**TEXT SECTION:**
▬▬▬▬▬▬▬▬▬▬

What is the ultimate content marketing sin?

1. Joel Klettke

A self-employed copywriter and digital marketing whizz, Joel spends his days making copy smarter. In 2013 he launched Business Casual Copywriting where he writes high-converting copy for dozens of digital agencies, niche clients and some serious venture-backed SaaS businesses. He's also the founder of Case Study Buddy, a boutique agency that helps B2B companies create and scale customer success stories. (Canada)

"The ultimate content marketing sin is not having a plan. Most companies are winging it with content marketing. They write without direction, publish without intent, have no plan for promotion and don’t even consider repurposing as a strategy. They don’t give proper time and attention to researching what they should be writing or who they should be writing for, and then wonder why they aren’t reaching people with their copycat content.

If you want content to be a serious lead-gen channel, you can’t fly in blind, publish at random and hope for the best. And yet, if you surveyed most companies and asked them the tough questions around their process, goals and audience, you’d learn most haven’t done enough homework on any of the above."

▬▬▬▬▬▬▬▬▬▬

**WHAT YOU NEED TO DO:**
(1) Please say whether each statement agrees with the content marketing passage above, answering yes or no and quoting the words that decide it. (a) Joel Klettke launched Business Casual Copywriting in 2013. (b) Case Study Buddy serves B2C companies. (c) Klettke says most companies have done enough homework on their process, goals and audience.
(2) Pull the part of the content marketing passage that runs from "What is the" to "success stories. (Canada)".
(3) Extend the content marketing passage with the text that would follow its final sentence.

▬▬▬▬▬▬▬▬▬▬

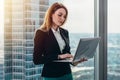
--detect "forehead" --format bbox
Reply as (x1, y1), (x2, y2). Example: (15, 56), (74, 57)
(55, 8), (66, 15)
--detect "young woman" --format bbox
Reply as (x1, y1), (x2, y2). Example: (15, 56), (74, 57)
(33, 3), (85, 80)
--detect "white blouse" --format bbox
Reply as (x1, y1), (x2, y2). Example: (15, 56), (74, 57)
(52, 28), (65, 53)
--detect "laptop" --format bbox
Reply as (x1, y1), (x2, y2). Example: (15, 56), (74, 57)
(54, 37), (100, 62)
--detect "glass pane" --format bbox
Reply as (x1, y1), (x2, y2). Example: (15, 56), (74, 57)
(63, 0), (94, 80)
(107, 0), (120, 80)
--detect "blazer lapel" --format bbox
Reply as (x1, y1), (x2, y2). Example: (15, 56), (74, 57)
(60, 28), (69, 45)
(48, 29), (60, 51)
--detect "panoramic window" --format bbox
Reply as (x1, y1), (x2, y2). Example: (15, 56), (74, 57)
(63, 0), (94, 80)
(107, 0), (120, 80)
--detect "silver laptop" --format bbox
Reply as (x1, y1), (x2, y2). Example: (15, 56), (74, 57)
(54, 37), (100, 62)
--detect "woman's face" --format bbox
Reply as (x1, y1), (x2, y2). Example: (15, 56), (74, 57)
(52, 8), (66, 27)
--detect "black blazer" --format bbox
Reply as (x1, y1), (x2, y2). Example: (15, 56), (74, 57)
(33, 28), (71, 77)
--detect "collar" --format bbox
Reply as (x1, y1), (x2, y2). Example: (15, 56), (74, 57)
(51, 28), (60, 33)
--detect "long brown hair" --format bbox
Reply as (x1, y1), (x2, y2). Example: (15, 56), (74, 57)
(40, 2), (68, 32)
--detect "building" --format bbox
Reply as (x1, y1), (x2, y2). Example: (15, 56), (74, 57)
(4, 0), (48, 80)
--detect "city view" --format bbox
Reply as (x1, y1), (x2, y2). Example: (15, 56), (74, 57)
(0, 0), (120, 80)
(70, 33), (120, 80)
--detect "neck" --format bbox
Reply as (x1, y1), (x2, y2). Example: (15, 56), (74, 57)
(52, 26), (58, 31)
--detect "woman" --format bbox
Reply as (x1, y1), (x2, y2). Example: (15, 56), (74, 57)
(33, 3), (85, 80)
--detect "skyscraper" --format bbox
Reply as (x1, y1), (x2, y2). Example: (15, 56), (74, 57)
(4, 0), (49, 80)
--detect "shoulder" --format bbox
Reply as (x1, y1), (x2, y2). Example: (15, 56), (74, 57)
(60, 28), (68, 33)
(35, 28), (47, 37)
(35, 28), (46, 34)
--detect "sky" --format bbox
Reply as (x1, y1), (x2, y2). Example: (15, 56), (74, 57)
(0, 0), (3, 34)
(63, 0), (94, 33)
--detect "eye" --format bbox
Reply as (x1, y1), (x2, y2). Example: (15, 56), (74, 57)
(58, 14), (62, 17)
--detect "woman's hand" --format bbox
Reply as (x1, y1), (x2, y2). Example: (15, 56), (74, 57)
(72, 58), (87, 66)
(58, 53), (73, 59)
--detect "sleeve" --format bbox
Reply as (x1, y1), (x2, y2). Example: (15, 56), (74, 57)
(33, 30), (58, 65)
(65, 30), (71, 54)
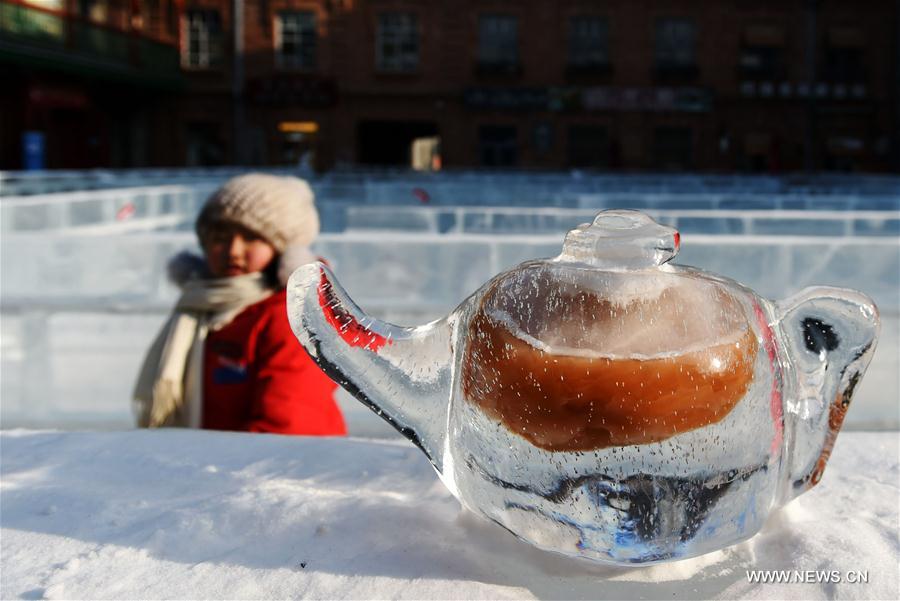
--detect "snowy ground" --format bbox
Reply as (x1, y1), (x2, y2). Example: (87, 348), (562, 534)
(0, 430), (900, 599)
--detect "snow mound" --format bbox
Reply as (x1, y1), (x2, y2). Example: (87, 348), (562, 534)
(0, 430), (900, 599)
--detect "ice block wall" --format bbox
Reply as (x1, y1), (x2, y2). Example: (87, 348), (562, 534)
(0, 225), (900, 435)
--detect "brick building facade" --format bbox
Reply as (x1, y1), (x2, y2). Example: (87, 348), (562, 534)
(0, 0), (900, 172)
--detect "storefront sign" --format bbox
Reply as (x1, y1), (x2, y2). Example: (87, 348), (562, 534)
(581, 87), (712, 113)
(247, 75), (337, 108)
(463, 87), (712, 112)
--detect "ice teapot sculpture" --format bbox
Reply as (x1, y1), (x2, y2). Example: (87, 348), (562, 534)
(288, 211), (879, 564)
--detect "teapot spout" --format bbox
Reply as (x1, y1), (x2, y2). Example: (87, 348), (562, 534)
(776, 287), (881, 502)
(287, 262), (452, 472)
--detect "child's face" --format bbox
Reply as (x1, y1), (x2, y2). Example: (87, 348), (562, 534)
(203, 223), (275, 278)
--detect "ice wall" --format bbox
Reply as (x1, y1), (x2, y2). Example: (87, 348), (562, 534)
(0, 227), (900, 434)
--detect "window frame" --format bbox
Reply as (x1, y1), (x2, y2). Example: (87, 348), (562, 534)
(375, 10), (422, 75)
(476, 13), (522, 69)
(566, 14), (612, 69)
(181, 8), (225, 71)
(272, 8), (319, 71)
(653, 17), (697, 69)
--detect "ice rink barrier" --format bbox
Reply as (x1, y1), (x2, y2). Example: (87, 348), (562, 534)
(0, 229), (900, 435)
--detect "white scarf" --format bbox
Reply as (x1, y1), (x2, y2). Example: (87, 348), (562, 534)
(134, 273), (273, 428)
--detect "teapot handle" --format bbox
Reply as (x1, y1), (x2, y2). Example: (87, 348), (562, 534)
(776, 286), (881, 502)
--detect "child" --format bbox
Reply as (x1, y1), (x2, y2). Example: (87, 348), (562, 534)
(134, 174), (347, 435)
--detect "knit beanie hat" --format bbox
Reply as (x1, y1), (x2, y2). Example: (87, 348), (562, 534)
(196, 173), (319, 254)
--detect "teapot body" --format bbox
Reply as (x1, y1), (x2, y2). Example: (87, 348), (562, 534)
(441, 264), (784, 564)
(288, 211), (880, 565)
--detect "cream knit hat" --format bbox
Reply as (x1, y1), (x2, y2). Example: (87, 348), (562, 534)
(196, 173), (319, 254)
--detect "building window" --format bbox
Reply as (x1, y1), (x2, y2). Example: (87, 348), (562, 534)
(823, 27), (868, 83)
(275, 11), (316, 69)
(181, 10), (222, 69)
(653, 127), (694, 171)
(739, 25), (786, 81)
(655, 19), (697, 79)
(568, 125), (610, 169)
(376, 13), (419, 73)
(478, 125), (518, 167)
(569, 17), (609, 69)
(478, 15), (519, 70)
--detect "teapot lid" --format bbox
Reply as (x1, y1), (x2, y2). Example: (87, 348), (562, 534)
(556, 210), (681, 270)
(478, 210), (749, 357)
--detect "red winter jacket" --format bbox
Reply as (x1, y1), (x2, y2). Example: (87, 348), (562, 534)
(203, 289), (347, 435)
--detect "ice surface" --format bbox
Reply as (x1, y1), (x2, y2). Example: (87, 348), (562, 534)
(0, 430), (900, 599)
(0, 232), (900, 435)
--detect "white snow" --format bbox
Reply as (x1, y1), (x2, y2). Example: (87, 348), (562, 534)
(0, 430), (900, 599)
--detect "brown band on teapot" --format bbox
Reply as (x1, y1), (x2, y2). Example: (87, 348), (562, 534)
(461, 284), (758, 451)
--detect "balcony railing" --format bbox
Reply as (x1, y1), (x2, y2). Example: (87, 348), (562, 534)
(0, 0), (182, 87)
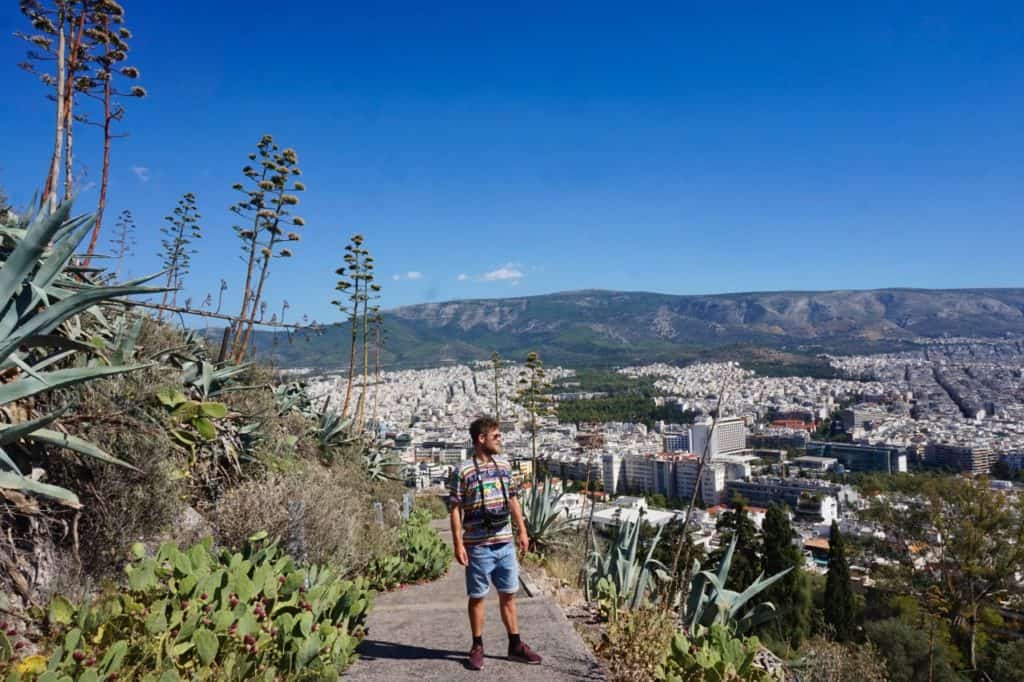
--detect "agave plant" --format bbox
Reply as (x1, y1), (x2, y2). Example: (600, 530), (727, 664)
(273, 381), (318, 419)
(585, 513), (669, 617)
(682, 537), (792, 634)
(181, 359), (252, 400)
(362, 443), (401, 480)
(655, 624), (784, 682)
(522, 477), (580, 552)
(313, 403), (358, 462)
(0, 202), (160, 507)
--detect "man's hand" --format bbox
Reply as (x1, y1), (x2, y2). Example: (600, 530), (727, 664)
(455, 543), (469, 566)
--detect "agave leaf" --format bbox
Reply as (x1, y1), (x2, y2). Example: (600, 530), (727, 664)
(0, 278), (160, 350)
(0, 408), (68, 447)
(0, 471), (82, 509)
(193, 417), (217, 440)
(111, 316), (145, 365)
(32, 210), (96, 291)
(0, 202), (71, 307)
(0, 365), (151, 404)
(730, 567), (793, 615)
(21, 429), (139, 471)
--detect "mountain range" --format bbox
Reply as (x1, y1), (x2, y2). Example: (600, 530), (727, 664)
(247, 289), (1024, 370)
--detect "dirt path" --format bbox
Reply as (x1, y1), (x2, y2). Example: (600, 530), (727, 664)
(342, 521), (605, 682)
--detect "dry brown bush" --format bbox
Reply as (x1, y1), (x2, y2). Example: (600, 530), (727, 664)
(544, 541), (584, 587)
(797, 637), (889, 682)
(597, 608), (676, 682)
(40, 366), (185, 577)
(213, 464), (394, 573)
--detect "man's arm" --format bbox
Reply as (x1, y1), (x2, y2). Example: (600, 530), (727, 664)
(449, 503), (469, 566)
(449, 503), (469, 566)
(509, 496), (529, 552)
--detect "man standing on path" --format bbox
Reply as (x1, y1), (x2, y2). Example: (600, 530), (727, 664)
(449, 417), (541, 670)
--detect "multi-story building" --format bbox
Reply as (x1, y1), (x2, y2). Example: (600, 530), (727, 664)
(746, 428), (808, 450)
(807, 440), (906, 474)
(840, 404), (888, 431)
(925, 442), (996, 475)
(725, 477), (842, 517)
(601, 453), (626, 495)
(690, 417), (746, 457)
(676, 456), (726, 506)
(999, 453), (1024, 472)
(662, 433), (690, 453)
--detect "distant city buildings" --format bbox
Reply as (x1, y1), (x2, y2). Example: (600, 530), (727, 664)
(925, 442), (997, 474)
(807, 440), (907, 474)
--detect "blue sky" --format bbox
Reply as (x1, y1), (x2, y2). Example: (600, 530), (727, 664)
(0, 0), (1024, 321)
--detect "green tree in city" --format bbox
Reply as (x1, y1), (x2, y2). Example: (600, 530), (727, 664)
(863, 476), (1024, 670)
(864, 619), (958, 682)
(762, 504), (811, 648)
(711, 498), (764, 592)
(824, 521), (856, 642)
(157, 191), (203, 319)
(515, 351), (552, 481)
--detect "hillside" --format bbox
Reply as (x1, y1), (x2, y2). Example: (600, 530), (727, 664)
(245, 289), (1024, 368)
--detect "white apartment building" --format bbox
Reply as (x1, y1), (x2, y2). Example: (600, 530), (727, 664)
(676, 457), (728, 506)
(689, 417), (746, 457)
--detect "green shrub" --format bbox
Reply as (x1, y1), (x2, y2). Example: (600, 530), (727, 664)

▬▬▬▬▬▬▬▬▬▬

**ANSWERS FOR THE EXERCISE:**
(1)
(a) Yes: "In 2013 he launched Business Casual Copywriting"
(b) No: "a boutique agency that helps B2B companies create and scale customer success stories"
(c) No: "you’d learn most haven’t done enough homework on any of the above"

(2)
What is the ultimate content marketing sin?

1. Joel Klettke

A self-employed copywriter and digital marketing whizz, Joel spends his days making copy smarter. In 2013 he launched Business Casual Copywriting where he writes high-converting copy for dozens of digital agencies, niche clients and some serious venture-backed SaaS businesses. He's also the founder of Case Study Buddy, a boutique agency that helps B2B companies create and scale customer success stories. (Canada)

(3)
2. Joanna Wiebe

Founder of one of the internet’s most popular copywriting sites Copy Hackers, Joanna has been sharing her expert advice for the last 12 years. Whenever she’s not writing kick-ass copy, Joanna can be found running courses, helping businesses and optimising content for companies across the world. (Canada)

"Sharing information should not be your only goal. Content marketing is part of marketing – and it needs to produce business results or you shouldn’t spend time on it."

3. Luan Wise

Luan discovered social media in 2009, and hasn’t put her smartphone down since! Today she runs her own successful marketing consultancy, providing marketing advice, practical hands-on support, and training.

"It’s a sin to lose focus on what is relevant. Your content should always be relevant to you, and relevant to your customer."

4. Jay Acunzo

Jay is the founder & host of Unthinkable, a highly produced, story-driven show about the “content” part of content marketing. He also spends his time as a speaker, writer, and host for brands..

"The ultimate sin would be ignoring the intuition of the people on your team. In the noisiest world we’ve ever experienced, we all have access to the same tools, data, and experts. But the only truly differentiating factor is your people. If someone on your team is funny, unleash that! If they’re great on camera, try video content! If they have a hunch that writing a story is better than writing yet another list-based article, give them that creative leash. (And if this is YOU talking in your own head: act on your desire.) The way we communicate is THE differentiating factor today, and the only way to stand out is to do what others might see as totally unthinkable: Trust your intuition."

5. Doug Kessler

A self-professed content marketing junkie, Doug is the co-founder and creative director of B2B marketing agency Velocity Partners. He’s a copywriter at heart but has a secret penchant for analytics and Lagavulin.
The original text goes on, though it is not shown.